##### Excerpted text

The Fate of the Species by Fred Guterl is a bracing overview of the worst that can happen if humans do not overcome their ecological and Earth-systems illiteracy, writes Caspar Henderson.
The Stoics, a philosophical school of the ancient Greek and Roman world, developed a technique called “the premeditation of evils” which involved deliberately envisaging worst-case scenarios. One benefit of this approach,they argued, is that one replaces limitless panic and fear – which is how humans often respond to seemingly insuperable problems – with a sober analysis of exactly how badly things could go wrong.
Fred Guterl's The Fate of Our Species is precisely such a premeditation of evils and, specifically, monsters of our own creation – the potential disasters consequent upon the ways in which, through ignorance and lack of careful thought, we organize the world in ways that present existential risks. It focusses on six threats to future human existence and thriving on the planet: superviruses, the collapse of biodiversity, climate change, ecosystem degradation, and synthetic biology and other technologies gone awry.

##########
##### Data provided

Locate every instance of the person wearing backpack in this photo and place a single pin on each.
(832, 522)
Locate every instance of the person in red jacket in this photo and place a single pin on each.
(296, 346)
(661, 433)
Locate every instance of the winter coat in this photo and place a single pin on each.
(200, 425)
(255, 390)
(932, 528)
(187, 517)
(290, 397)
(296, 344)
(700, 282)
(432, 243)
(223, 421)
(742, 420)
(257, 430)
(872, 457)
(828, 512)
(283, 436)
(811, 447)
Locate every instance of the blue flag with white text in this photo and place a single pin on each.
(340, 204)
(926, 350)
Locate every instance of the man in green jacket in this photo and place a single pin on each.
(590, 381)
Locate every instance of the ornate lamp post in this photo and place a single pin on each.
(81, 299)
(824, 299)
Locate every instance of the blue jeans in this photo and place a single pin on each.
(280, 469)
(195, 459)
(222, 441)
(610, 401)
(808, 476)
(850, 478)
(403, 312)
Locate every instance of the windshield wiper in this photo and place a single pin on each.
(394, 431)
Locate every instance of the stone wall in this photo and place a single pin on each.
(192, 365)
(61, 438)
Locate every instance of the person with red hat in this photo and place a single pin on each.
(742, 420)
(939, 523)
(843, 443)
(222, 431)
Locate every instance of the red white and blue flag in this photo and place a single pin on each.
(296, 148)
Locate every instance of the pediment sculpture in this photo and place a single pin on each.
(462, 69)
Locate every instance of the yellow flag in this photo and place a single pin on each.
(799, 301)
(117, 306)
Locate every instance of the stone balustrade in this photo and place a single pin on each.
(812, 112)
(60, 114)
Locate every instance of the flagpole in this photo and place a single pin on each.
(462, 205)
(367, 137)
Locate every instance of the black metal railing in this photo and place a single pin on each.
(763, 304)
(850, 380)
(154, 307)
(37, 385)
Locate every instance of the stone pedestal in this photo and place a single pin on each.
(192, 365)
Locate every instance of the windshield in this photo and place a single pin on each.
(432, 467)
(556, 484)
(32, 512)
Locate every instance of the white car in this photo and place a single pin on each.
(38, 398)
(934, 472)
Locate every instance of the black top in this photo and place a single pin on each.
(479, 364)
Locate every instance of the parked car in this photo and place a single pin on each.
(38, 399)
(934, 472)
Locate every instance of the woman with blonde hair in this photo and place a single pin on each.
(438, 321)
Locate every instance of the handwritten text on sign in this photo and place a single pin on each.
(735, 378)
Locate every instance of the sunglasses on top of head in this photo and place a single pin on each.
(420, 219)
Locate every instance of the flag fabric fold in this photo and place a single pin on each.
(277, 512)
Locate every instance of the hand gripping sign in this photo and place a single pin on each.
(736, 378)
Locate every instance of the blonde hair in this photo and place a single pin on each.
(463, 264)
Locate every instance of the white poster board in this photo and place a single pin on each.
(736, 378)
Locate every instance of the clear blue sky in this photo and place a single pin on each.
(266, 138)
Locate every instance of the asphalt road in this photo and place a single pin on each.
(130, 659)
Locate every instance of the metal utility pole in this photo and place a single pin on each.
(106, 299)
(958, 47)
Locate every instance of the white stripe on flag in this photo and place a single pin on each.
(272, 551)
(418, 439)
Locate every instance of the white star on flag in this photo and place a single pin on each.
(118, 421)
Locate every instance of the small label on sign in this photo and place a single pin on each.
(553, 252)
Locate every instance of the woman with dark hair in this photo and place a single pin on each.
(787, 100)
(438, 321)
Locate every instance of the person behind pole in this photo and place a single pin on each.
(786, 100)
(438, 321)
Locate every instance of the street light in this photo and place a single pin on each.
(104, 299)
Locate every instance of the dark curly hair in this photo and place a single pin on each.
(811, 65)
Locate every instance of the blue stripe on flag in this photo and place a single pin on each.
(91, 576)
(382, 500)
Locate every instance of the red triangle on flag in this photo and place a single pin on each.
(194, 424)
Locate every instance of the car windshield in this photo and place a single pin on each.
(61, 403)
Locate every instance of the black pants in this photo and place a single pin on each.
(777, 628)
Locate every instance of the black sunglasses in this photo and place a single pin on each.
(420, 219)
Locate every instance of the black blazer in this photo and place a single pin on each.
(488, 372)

##########

Task to carry out
Please name the technique that, according to the book review, the Stoics developed for deliberately envisaging worst-case scenarios.

Your response
The premeditation of evils.